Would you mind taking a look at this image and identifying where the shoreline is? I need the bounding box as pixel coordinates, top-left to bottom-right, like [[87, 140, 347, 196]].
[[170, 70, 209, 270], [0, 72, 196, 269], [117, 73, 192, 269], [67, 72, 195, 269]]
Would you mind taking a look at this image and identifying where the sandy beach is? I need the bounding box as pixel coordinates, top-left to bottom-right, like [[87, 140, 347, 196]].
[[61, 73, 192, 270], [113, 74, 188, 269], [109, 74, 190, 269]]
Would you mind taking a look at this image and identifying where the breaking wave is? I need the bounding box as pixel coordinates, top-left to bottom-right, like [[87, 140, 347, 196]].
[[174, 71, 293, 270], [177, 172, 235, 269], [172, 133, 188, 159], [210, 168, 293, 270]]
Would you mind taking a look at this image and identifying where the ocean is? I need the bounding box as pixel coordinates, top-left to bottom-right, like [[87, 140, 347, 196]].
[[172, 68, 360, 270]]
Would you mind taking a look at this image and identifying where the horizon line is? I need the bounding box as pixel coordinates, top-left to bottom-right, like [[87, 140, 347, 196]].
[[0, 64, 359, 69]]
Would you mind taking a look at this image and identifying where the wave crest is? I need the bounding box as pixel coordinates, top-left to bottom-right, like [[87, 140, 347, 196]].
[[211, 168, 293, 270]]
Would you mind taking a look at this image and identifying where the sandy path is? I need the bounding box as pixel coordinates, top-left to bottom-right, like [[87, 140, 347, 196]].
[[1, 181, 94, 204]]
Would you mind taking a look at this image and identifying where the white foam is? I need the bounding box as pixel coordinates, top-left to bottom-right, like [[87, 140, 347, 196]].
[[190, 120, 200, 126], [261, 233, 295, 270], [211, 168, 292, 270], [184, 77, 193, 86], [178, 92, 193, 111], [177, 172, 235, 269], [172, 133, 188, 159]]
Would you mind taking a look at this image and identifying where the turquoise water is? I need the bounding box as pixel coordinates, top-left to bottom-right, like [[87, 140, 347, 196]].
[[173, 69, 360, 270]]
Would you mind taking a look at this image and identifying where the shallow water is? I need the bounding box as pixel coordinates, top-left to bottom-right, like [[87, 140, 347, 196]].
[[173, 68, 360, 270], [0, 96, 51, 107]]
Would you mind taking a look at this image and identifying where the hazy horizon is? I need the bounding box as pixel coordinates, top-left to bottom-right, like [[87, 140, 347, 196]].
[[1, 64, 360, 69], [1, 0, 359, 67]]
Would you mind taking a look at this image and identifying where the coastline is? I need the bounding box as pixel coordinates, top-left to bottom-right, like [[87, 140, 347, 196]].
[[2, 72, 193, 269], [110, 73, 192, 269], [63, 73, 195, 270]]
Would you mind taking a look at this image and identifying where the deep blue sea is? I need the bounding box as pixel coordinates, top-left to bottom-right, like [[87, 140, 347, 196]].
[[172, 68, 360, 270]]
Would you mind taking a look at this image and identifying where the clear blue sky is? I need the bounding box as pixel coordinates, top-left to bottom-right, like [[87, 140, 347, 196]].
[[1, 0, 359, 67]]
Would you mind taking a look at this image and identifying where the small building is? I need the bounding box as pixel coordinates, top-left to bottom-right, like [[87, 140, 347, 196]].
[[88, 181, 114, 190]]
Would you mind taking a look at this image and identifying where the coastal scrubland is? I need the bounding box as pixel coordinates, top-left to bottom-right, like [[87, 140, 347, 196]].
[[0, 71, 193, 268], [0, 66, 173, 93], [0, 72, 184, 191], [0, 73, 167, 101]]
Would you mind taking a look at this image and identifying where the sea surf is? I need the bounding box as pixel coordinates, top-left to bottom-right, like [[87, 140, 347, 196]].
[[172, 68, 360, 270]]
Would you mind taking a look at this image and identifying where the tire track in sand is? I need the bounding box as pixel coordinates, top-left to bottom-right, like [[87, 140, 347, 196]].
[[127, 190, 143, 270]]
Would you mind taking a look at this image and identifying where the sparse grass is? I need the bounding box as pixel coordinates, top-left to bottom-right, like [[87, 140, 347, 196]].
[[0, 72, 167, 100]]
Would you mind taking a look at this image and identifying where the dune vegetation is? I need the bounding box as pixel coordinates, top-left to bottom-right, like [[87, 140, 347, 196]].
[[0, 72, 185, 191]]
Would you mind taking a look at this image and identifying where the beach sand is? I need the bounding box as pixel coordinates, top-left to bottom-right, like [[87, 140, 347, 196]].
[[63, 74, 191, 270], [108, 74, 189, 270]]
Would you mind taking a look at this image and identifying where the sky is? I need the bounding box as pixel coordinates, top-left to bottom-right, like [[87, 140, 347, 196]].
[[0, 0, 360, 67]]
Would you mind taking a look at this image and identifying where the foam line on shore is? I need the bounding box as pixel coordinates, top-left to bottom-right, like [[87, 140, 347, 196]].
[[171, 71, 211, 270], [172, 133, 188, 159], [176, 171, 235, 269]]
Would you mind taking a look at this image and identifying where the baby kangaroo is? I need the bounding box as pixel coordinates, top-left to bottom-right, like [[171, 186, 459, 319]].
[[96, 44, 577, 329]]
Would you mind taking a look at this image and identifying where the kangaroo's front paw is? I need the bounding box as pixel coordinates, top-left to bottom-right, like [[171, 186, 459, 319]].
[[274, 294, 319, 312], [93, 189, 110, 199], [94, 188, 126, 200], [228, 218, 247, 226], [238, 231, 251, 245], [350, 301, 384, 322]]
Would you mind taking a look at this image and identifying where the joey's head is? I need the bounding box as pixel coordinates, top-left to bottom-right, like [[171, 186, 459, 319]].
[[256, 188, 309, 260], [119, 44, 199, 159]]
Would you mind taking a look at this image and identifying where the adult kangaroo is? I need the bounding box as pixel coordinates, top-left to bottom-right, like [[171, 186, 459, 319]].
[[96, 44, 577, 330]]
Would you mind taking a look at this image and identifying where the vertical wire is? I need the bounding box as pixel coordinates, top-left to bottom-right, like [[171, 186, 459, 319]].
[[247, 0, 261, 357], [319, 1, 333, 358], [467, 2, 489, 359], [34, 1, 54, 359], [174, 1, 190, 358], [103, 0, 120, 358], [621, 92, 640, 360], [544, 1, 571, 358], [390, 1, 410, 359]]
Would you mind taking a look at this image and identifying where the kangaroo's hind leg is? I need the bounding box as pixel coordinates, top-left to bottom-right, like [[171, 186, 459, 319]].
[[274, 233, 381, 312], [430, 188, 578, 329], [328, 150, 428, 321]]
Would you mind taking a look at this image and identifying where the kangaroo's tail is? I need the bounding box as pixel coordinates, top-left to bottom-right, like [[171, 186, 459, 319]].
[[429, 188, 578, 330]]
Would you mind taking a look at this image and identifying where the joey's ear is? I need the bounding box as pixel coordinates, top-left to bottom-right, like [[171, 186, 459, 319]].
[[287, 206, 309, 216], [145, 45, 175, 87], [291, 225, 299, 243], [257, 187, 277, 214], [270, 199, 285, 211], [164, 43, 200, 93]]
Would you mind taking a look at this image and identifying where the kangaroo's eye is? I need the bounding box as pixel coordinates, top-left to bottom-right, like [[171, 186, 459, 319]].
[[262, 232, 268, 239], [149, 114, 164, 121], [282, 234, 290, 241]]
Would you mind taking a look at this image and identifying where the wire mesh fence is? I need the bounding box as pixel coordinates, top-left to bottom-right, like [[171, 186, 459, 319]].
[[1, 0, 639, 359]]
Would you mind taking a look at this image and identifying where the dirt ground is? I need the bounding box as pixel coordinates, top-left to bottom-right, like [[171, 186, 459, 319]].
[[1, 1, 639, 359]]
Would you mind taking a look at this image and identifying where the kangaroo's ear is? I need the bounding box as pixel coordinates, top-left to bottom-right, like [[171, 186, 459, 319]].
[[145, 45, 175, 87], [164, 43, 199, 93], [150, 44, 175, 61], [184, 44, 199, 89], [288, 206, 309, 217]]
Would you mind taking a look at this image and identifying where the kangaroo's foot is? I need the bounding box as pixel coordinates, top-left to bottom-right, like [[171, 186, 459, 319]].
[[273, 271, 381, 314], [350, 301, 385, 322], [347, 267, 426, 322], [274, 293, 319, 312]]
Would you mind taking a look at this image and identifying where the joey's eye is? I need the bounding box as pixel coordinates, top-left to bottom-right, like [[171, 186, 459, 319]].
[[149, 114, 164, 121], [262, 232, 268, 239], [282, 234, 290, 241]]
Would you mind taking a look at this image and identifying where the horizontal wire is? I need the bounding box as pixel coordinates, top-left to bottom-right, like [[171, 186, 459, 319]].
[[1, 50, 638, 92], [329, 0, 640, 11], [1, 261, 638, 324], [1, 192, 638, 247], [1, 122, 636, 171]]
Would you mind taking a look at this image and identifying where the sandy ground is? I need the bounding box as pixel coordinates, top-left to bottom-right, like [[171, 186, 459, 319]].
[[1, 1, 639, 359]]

WHAT IS EXPECTED
Write out exactly the lines from the line holding "where the wire" through the last line of the data, and nothing besides those lines.

PROBLEM SOLUTION
Would you mind taking a look at this image and identifying where the wire mesh fence is? I need the bounding box as pixel coordinates, top-left to bottom-right, like [[171, 186, 459, 319]].
[[1, 0, 639, 359]]
Would you mind taking a look at this image and identifying where the dirt ground is? I need the bounding box as pixel coordinates, top-left to bottom-right, like [[171, 186, 459, 319]].
[[1, 1, 639, 359]]
Would you mind taking a look at this image and identifying where the kangaroo's ear is? I need the bounding box as pixel coordinates, top-left to bottom-right, like [[171, 186, 459, 319]].
[[145, 45, 175, 87], [164, 43, 199, 93], [150, 44, 175, 61], [184, 44, 199, 89], [288, 206, 309, 217]]
Would you mind taking a look at this image and identifying where the kangaroo's foot is? I need the bounding box as pixel coordinates, top-left to bottom-right, like [[171, 186, 459, 319]].
[[273, 271, 381, 314], [350, 301, 385, 322], [347, 267, 426, 322], [274, 293, 319, 312]]
Would you mind taking a look at this image and identifying where the joey's eye is? I need the bounding box as pixel coordinates, top-left to bottom-right, like [[171, 186, 459, 319]].
[[149, 114, 164, 121], [262, 232, 268, 239], [282, 234, 290, 241]]
Would you mind taking a look at this image and identifying where the horizontal wire is? I need the bounding box as pixel coordinates, top-left to bottom-right, like [[171, 186, 459, 319]].
[[1, 50, 638, 92], [329, 0, 640, 11], [1, 261, 638, 324], [1, 192, 638, 247], [1, 122, 636, 171]]
Would you mind taking a look at this image and identifying where the sandy ground is? I need the bounding box as pixel coordinates, top-left to bottom-right, like [[171, 186, 459, 319]].
[[1, 1, 639, 359]]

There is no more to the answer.